◆ WORK TASK:
From the first line through the last, transcribe the listing word for word.

◆ DATA FOR THE TASK:
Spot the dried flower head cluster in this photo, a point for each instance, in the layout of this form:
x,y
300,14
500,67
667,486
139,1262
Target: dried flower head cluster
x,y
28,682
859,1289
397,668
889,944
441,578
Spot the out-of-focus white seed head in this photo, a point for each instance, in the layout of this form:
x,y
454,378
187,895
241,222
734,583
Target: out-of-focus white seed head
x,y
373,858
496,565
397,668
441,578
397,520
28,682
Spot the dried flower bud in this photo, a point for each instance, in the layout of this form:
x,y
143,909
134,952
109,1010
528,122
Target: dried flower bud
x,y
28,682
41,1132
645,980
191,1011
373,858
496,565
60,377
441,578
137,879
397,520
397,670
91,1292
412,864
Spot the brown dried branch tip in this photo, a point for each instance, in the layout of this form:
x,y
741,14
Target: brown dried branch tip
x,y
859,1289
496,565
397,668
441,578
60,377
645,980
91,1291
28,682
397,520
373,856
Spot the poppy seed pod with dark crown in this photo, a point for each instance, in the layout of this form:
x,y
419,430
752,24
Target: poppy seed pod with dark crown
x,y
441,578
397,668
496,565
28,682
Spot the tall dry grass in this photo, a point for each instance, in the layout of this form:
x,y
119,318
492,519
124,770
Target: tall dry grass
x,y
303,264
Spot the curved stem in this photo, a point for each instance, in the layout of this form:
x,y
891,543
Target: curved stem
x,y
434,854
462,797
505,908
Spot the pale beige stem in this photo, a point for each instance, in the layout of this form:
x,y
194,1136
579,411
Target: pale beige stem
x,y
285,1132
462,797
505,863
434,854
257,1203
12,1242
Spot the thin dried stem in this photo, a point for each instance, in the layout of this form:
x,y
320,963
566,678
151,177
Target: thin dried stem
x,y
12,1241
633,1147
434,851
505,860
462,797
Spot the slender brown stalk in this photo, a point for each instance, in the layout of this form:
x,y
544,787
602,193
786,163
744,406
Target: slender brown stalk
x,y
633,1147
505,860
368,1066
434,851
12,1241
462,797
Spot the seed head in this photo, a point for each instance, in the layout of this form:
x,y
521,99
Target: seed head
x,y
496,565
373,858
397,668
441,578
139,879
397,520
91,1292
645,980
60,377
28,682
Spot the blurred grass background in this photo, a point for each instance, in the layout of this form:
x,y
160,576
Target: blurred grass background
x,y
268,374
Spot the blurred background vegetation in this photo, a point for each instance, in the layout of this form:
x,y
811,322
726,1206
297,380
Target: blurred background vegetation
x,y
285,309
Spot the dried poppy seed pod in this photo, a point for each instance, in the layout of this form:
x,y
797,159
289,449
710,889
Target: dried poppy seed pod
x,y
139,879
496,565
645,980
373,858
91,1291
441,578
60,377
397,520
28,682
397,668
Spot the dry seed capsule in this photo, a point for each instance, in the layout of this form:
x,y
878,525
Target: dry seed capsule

◆ ANSWER FOR THIS EXERCISE:
Spot the dried flower head cluster in this photo, a point for each instance, in the layout of this form:
x,y
300,14
500,67
667,486
139,1262
Target: dried flower head cluster
x,y
28,682
859,1289
397,668
889,944
441,578
Spot the out-of-focus white seed head in this photo, a point for each instance, in the layout of this form:
x,y
454,378
187,895
241,222
734,583
Target: out-of-focus white seed head
x,y
373,858
496,565
397,668
441,578
397,520
28,682
Spot the dried flower bud in this photo, a point for each instance, in the layout of this form:
x,y
143,909
134,952
109,1010
528,122
Target: dried flower bud
x,y
28,682
41,1132
645,980
191,1011
373,858
496,565
60,377
441,578
137,879
397,520
397,670
91,1292
412,864
Spot the brown dried branch tip in this photo, a point for each instance, in the layout of this form:
x,y
741,14
Target: brown dried branch tip
x,y
859,1289
496,565
397,668
441,578
60,377
645,980
91,1291
28,682
397,520
373,856
Spot the poppy seed pod with dark crown in this photo, a point for each instance, in the layout of this form:
x,y
419,430
752,24
Target: poppy seed pod with dark crown
x,y
441,578
397,668
496,565
28,682
Spot the tall dry grass in this photo, a point for each instance, in the layout of this form:
x,y
119,318
492,519
124,770
Target: tall dry grass
x,y
303,264
Spot the curved stem in this photo, a point for each instance, in the layout of this form:
x,y
891,543
Target: curved stem
x,y
434,854
462,797
505,908
Spot the pale beige stem in this photo, a point for each instance, in the layout of this form:
x,y
194,1136
579,411
Target: pale beige stem
x,y
285,1132
462,797
505,863
434,854
257,1203
12,1242
Spot the thin dried stem in this photo, a point for each instance, in the layout of this form:
x,y
320,963
566,678
151,177
Target: thin dried stem
x,y
12,1241
633,1147
434,851
505,860
462,797
Spot the slender brown stalk in this photo, a point for each instance, in the layout of this form:
x,y
544,787
602,193
786,163
744,406
Target: slender brown stalk
x,y
633,1147
505,860
368,1066
434,851
12,1241
462,797
Spot the seed head in this photo, a point for each instance, in the layout of this form:
x,y
521,99
Target: seed head
x,y
496,565
373,858
397,668
441,578
139,879
397,520
91,1292
645,980
60,377
28,682
Spot the blurred grass background in this photo, a point for each instance, in the layout of this form:
x,y
160,576
Target: blurred grass background
x,y
268,374
Spot the blurred background vegetation in this photo, a point for each instance, in the layout of this form:
x,y
811,322
726,1206
297,380
Target: blurred background vegetation
x,y
285,309
Spot the dried poppy seed pod in this photo, a point for each instance, in the layout of this form:
x,y
797,159
289,449
710,889
Target: dried poppy seed pod
x,y
139,879
496,565
645,980
373,858
91,1291
441,578
60,377
397,520
28,682
397,668
Spot the dry seed capsule in this photo, a point for each instance, in the layout of this form:
x,y
878,525
Target: dry seed capsule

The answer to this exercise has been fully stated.